## WHAT IS REQUIRED
Beginning with the line where "Pick out every instance of the man's" appears, retype every remaining line of the data below, both the first and last included.

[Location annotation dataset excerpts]
━━━━━━━━━━

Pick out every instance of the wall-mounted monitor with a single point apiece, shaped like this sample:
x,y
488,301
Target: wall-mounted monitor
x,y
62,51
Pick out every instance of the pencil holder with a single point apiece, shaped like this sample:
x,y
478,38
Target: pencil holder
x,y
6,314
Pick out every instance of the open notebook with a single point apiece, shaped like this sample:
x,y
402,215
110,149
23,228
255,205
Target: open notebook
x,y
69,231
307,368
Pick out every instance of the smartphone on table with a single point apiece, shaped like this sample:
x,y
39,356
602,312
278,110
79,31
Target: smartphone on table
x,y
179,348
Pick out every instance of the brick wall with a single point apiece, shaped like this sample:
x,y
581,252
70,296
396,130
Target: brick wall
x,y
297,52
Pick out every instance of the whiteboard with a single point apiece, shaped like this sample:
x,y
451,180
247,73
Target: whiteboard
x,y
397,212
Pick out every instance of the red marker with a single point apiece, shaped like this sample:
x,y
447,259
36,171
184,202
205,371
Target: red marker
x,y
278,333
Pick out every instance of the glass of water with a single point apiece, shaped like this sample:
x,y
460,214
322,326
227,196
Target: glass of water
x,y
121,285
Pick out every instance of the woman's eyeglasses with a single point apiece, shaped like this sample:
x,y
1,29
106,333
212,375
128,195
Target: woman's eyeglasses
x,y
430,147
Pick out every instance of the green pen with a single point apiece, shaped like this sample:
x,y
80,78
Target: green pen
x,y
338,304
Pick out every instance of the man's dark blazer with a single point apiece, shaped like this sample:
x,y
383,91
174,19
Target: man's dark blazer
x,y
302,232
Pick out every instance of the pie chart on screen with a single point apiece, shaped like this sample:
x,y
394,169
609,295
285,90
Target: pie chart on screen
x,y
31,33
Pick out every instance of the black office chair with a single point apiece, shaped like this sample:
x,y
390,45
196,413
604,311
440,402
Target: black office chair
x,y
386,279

━━━━━━━━━━

## RESULT OF THE EXERCISE
Pick out every instance of the man's dark blazer with a single point apiece, shaped like this sample:
x,y
383,91
174,19
Target: man's dark blazer
x,y
302,232
Pick out every instance of the pie chart on screen with a single point apiece, shaped like this sample:
x,y
394,169
609,295
285,90
Target: pie chart on screen
x,y
31,33
Pick out every instance of the black office chair with a single point apiece, shaped like this sample:
x,y
390,45
196,413
604,311
440,402
Target: black office chair
x,y
386,279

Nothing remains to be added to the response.